Return, word for word, the lines of the material that begin at the line containing "cloud is with a bounding box." and end at the line containing "[38,116,63,124]", including both of those lines.

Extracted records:
════════════════════
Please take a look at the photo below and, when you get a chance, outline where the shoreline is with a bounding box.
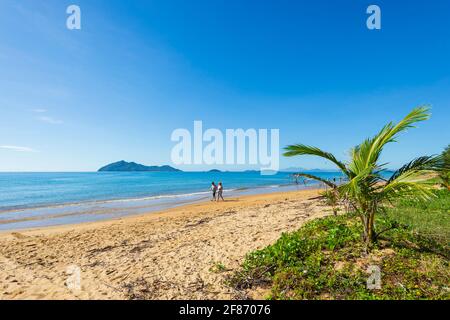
[0,190,332,299]
[0,184,320,234]
[0,187,323,236]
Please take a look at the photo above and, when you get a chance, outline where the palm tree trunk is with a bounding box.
[363,212,376,245]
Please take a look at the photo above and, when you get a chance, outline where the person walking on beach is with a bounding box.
[211,181,217,201]
[217,182,225,201]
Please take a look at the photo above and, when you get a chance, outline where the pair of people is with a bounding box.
[211,182,225,201]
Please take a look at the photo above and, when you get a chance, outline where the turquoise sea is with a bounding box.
[0,171,341,230]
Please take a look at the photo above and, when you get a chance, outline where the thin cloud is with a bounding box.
[0,146,38,152]
[33,109,47,113]
[38,116,63,124]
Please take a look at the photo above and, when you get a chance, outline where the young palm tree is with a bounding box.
[440,145,450,190]
[284,107,444,245]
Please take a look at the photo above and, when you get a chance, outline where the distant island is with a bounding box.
[98,160,181,172]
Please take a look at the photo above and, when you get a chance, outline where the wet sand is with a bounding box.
[0,190,331,299]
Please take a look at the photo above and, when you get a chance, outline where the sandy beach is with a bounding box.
[0,190,331,299]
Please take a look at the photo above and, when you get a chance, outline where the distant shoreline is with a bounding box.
[0,183,320,233]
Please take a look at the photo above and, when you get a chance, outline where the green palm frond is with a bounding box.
[283,144,349,176]
[349,107,430,172]
[379,180,435,201]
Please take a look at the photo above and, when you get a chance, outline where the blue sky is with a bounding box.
[0,0,450,171]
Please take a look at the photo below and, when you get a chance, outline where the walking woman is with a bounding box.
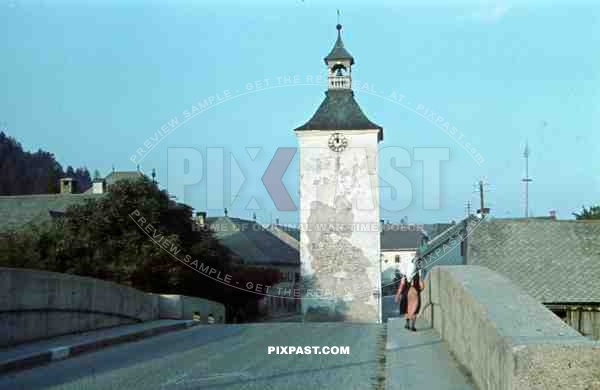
════════════════════
> _Final answer_
Please take a look at the photo above and, when you get a chance, outline where the thin cloud is with a bounding box.
[0,146,38,152]
[33,109,47,113]
[38,116,63,124]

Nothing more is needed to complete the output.